## TEXT SEGMENT
______
Heym
- Company type: Firearms manufacturer
- Industry: Firearms
- Founded: 1865; 161 years ago
- Headquarters: Römhild, Hildburghausen, Thuringia, Germany
- Website: heym-fabrik.de

= Heym (gun manufacturer) =

German firearms manufacturer

Heym AG is a German gun manufacturer established in 1865. Heym manufacture shotguns, bolt-action rifles and double rifles.

==Company history==
Heym was founded in Suhl, Germany by Friedrich Wilhelm Heym in July 1865. On May 24, 1891, they were issued Patent Nr. 60215 for a three barreled hunting rifle with three triggers and three hammers on the same axis. This was the birth of the first hammerless drilling. The company expanded producing drillings, shotguns, and over and under rifle-shotgun combinations. Russia was their most important export market until 1914.

In 1912, Adolf Heym assumed management of the company and began shifting the export market from Russia to the USA. August Heym assumed management of the company in 1920, and began production of Anson & Deeley Drillings, double rifle drillings, drillings with three triggers, double rifles, and rifle shotgun combination guns.
______
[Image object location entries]
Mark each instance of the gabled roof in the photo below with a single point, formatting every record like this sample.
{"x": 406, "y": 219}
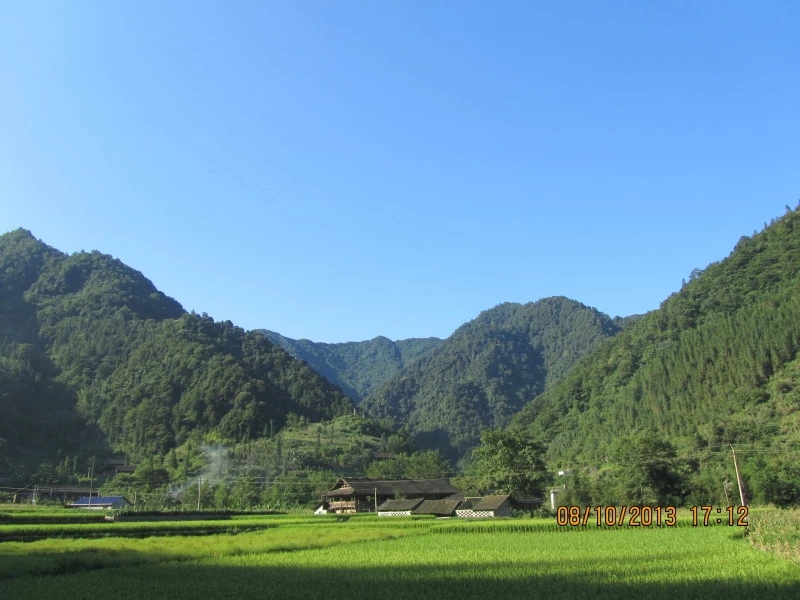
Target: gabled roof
{"x": 400, "y": 505}
{"x": 100, "y": 501}
{"x": 440, "y": 508}
{"x": 384, "y": 487}
{"x": 485, "y": 503}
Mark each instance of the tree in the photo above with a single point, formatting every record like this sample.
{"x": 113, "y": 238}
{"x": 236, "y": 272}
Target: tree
{"x": 647, "y": 471}
{"x": 508, "y": 461}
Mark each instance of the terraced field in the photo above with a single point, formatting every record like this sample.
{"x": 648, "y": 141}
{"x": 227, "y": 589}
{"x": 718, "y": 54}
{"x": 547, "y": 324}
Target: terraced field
{"x": 367, "y": 557}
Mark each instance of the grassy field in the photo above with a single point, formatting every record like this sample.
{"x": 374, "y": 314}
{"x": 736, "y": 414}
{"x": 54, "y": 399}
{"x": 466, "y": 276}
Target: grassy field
______
## SET EXERCISE
Continue the Heym company history above, starting right after its last sentence.

## TASK ANSWER
Following World War II in 1945, Heym made a new start in the West Germany. The factory moved to Ostheim in the Rhön/ Lower Franconia. August and Rolf Heym oversaw the establishment of a new factory. Heym products during this time consisted of cuckoo clocks, slide rules, spinning wheels, among various other products.

Heym built a new factory in Münnerstadt/ Lower Franconia, Germany in 1952 and transferred manufacturing to this site. Their first cold hammer forging machine “Aklett” was purchased in 1960. Rolf Heym took over management of the company in 1963 until his death in 1972. At that time Elisabeth Heym assumed management of the company and began acquisition of new foreign markets.

In 1988, Oskar W. Zurflüh of Zurich assumed management of the company. The company was transferred to Jürgen Nierich, Munich, HEYM Jagdwaffenfabrik GmbH & Co. KG in 1992. They built a modern weapons factory in Gleichamberg / Thuringia, Germany in 1995 and transferred production from Münnerstadt.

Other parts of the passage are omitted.